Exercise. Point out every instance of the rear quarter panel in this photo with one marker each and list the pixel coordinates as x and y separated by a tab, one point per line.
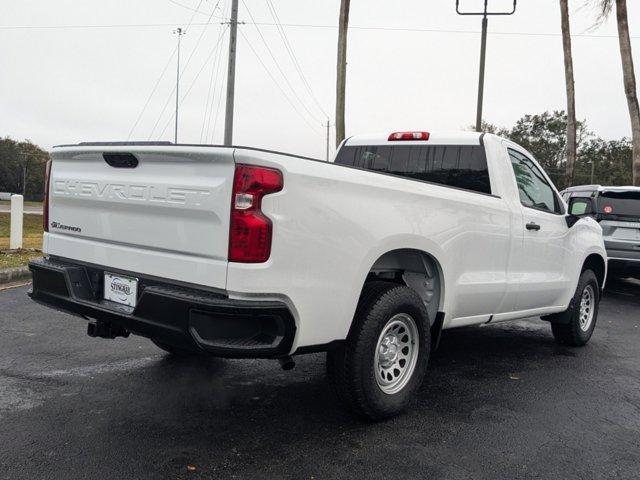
331	223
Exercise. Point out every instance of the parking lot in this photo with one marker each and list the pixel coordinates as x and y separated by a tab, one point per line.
501	401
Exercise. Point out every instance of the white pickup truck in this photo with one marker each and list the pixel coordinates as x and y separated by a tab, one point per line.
242	252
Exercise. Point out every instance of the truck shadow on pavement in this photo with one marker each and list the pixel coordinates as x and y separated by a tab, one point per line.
508	385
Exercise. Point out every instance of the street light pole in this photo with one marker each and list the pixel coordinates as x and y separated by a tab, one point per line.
483	52
231	74
179	31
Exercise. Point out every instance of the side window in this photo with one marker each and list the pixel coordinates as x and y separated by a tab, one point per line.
535	191
580	206
460	166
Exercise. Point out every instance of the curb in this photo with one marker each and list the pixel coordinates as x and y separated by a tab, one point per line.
10	275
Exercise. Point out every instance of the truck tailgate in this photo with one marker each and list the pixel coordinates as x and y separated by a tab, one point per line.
154	210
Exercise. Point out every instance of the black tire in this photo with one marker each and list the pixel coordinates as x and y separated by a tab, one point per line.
173	350
566	327
351	366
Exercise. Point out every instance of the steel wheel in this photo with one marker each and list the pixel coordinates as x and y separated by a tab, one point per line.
396	353
587	310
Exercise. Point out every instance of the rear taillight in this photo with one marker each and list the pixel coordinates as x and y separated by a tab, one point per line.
250	232
45	204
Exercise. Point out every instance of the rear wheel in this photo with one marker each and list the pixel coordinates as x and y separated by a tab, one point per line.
575	326
383	362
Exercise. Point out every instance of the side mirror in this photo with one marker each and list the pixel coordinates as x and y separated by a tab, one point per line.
579	207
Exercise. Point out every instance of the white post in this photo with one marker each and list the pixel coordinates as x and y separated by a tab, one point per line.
15	238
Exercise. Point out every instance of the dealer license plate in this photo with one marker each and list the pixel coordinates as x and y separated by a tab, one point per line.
120	289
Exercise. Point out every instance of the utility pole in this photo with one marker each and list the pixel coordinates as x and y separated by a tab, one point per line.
341	81
231	74
328	126
483	52
179	31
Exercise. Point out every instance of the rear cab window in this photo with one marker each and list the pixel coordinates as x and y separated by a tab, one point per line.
458	166
622	205
534	189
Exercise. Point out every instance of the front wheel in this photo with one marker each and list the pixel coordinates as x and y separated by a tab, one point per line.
382	363
575	326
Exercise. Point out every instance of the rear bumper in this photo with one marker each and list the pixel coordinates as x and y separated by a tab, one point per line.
184	317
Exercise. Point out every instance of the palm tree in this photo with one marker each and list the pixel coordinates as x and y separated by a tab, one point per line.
572	144
605	8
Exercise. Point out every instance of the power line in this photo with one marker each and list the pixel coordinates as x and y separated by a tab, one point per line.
292	55
276	82
215	47
303	25
193	50
213	83
284	75
155	87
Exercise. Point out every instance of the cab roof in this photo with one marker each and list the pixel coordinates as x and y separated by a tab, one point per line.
600	188
435	138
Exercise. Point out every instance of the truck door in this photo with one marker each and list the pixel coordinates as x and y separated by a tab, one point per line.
540	272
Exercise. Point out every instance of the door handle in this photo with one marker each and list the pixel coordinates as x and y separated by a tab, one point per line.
533	226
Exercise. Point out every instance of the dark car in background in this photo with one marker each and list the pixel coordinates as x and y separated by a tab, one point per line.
617	209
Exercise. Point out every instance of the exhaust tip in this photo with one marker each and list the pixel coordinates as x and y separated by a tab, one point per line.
287	363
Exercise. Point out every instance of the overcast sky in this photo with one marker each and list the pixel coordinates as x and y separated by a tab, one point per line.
64	85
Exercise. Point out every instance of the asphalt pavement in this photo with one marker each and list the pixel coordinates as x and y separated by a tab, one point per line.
499	402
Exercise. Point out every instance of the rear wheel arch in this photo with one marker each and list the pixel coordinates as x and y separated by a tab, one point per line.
418	270
597	265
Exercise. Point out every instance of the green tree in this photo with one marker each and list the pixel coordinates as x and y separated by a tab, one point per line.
628	74
609	160
544	135
18	158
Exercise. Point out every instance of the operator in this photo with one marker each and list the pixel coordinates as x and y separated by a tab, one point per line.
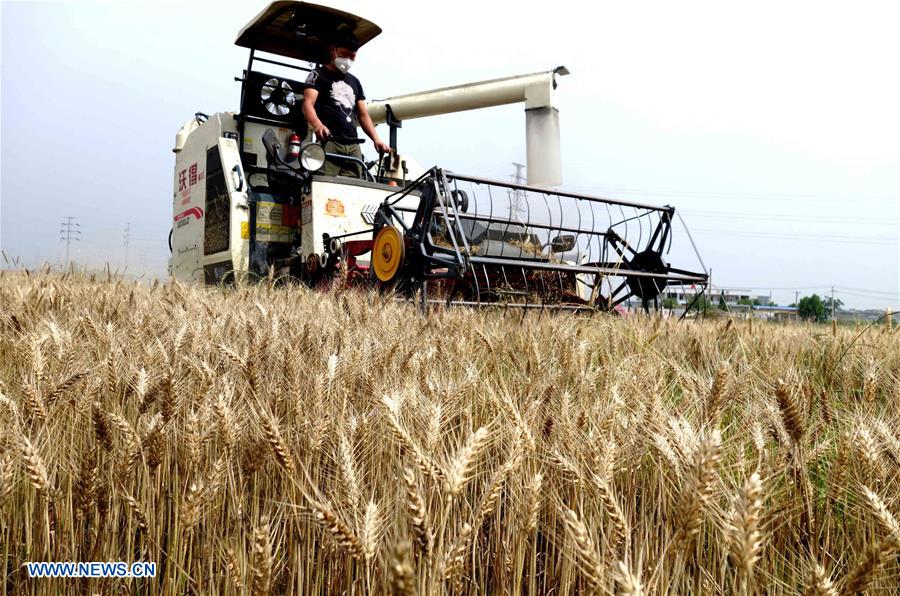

## SHORT PROBLEM
Locate every line in the data above that contains the string "truck", and copy each such line in full.

## ANSWER FOR THIS EXERCISE
Exercise. Point out every instance of the white pickup truck in this photo with one marker each and list the pixel coordinates as x and y separated by a tab, one point per line.
Exercise. Point out every instance of the truck shadow on pavement in this photo with one marker each and list the pixel coordinates as x and y separated by a tab, one point per line.
Exercise. Point out every instance of the truck tailgate in this photo with one marker each and list the pixel coordinates as x and y separated by a tab, one point per line.
Exercise. Point out every instance of the truck door in this photo with one marker each and list the pixel coordinates as x and y separated by a tab, one point per line.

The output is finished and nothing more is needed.